[What the task asks] Return only the line that contains "Q: Mark a point on every instance of the side" and each line after it, through the last line of the data below, copied exactly.

--- Begin Input material ---

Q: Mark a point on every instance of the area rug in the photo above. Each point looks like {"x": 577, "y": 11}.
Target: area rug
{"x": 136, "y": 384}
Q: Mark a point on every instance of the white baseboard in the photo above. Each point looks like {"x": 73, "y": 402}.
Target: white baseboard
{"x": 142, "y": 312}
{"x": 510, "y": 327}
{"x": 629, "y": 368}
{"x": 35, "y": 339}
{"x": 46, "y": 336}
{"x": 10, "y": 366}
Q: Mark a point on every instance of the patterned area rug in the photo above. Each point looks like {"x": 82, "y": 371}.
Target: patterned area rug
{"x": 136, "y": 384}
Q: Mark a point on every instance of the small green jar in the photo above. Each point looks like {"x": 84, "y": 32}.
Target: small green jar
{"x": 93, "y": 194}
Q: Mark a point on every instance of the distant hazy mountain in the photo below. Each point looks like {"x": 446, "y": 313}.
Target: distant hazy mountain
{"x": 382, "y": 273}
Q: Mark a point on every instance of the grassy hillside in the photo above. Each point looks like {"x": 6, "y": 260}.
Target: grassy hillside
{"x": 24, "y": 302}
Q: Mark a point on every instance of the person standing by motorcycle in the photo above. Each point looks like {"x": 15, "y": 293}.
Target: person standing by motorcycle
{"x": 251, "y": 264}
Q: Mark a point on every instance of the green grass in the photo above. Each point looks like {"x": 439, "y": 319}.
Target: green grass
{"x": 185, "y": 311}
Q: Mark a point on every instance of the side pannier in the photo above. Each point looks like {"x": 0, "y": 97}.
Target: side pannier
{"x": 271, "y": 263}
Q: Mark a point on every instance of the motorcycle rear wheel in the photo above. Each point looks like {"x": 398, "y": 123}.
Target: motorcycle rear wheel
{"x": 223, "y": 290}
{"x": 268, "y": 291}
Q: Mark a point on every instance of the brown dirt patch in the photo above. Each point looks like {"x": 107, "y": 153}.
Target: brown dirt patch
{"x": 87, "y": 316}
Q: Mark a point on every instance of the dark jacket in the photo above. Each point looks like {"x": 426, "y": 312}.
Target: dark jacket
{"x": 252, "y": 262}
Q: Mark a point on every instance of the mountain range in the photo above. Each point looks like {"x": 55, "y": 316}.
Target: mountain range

--- End Input material ---

[Problem solution]
Q: Mark a point on every instance of the side pannier in the photo above. Each point looks like {"x": 0, "y": 97}.
Target: side pannier
{"x": 271, "y": 263}
Q: Mark a point on every instance of the motorcycle rear wheel in the photo above. Each point looks like {"x": 398, "y": 123}.
Target: motorcycle rear wheel
{"x": 223, "y": 290}
{"x": 268, "y": 291}
Q: Mark a point on every instance of the brown dirt patch in the photo above. Each point looks like {"x": 107, "y": 153}.
Target: brown dirt patch
{"x": 87, "y": 316}
Q: Mark a point on every instance of the dark jacket in the photo above. Each point looks like {"x": 426, "y": 312}.
Target: dark jacket
{"x": 252, "y": 262}
Q: Mark a point on every instance of the mountain range in the photo above. Each point looks like {"x": 55, "y": 316}.
Target: mountain range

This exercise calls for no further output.